** Begin Document excerpt **

To wrap up the local news, if you’re looking for something to do tonight and are in the Boulder area, slide over to Mountain Sun on Pearl Street. If you order a beer, they’ll give you a free Stout Month t-shirt. They’ve got some awesome beers on tap right now including two of my favorites, Hop Vivant Imperial IPA and Nihilist Russian Imperial Stout. If you’re looking for something a little lighter to enjoy with the nice weather, check out their Blackberry Wheat or FYIPA. With 15+ beers on tap, there’s something for everyone, even your light beer drinking co-workers. So grab a beer, get a shirt and watch the world go by. Life is good!
Before we finish up, here’s a little something for all the beer traders: Rob Tod and the gang at Allagash, up in Portland, ME, are getting ready for another one of their small batch, brewery only releases. They just announced a release party for Saturday, March 31st to release Old HLT, a beer that was brewed with cherries and aged in stainless steel for more than 2 years. This one clocks in at 8% and will be sold for $10 / 12.7 oz. bottle, with a 4 bottle limit. I’ve traded for a few of their small batch beers and they never disappoint.
Brewtally Insane is hitting the road this month. We’ll be checking out some breweries and beer bars near Phoenix, AZ, as well as the Los Angeles, CA and Anaheim, CA areas. Got a recommendation or know of some places we should visit? Drop us a line on our Facebook page and let us know. We’d love to hear from you. Until next time, Cheers!
I had been looking forward to the Avery Strong Ale Festival for weeks. Unfortunately, these things always seem to come and go so quickly. I’m a little sad that another one is in the books, but wanted to share some highlights with you.

** End Document excerpt **

== Exercise requirements ==
Carry on the beer news post, picking up right after its last sentence. The entries after this point are separate material, unrelated to the beer news post.

** Begin Dataset content **

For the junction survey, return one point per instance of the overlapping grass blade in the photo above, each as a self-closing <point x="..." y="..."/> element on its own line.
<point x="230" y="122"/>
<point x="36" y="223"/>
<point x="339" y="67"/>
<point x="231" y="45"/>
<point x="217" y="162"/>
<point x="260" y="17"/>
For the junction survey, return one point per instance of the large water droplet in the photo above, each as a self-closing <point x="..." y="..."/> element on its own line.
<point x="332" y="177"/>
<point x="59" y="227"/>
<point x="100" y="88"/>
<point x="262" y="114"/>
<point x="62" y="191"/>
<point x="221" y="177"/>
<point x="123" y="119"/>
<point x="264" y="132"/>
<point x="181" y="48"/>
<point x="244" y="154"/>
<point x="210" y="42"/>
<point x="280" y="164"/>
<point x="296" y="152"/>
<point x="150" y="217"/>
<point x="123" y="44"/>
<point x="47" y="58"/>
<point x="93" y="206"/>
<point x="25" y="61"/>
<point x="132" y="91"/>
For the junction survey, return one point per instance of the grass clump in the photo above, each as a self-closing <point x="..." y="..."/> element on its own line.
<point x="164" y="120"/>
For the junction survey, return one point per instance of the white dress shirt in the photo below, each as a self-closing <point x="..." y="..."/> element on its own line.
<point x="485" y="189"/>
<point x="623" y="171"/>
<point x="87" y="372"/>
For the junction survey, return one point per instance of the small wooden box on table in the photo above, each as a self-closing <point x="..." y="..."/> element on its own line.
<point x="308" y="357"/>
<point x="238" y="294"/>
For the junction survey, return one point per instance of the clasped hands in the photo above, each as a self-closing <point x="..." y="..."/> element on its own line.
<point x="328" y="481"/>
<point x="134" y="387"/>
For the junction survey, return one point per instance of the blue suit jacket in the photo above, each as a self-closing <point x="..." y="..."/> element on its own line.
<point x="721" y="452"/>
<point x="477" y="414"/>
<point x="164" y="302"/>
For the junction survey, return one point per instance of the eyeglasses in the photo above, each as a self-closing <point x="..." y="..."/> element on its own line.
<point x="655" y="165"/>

** End Dataset content **

== Answer to the task ==
My wife and I checked into our hotel at around 2PM on Friday and walked to a nearby restaurant for a big dinner. We wanted something that would stick with us late into the night and the big ol’ NY style pizza we ordered really hit the spot. After dinner, we tracked down a few bottles of water and called for a cab to pick us up.
The festival opened at 5PM and we arrived about 20 minutes after the hour. There was no line, so we strolled right in, but were still early enough that it wasn’t packed with people just yet. We got our glasses, tasting tickets and a beer list. Avery was nice enough to post the list on their Facebook page on Friday morning, so atendees could get an early glimpse at what would be pouring.
They set the festival up in alphabetical order by brewery name, so it’s relatively easy to navigate. The Avery tasting room housed the first 20 taps, from A-B. The barrel room had an additional 35 taps, from B-G. The remaining 69 taps, from G-V, were in the warehouse. We figured the least amount of people would be in the back warehouse area and decided to hear there first. Kind of like when you’re a kid going to Disney World. You want to hit Space Mountain first to avoid the long lines later in the day. Same principle.
In the warehouse, I grabbed my first beer, Russian River’s, Pliny the Younger. I couldn’t resist the hoppy goodness and wanted to get a pour before the keg kicked. I figured it wouldn’t last long. It was the perfect start to the night, until I went to reach for my camera… Yeah, so, uhm, no camera… I had left it back in the hotel. A blogger without a camera is like a stormtrooper without his blaster. Pointless. Oh well, I’m new to this. Lesson learned. Still, I wasn’t going to let this get me down. I used my quick thinking, ninja skills and hijacked my wife’s iPhone to use the camera feature.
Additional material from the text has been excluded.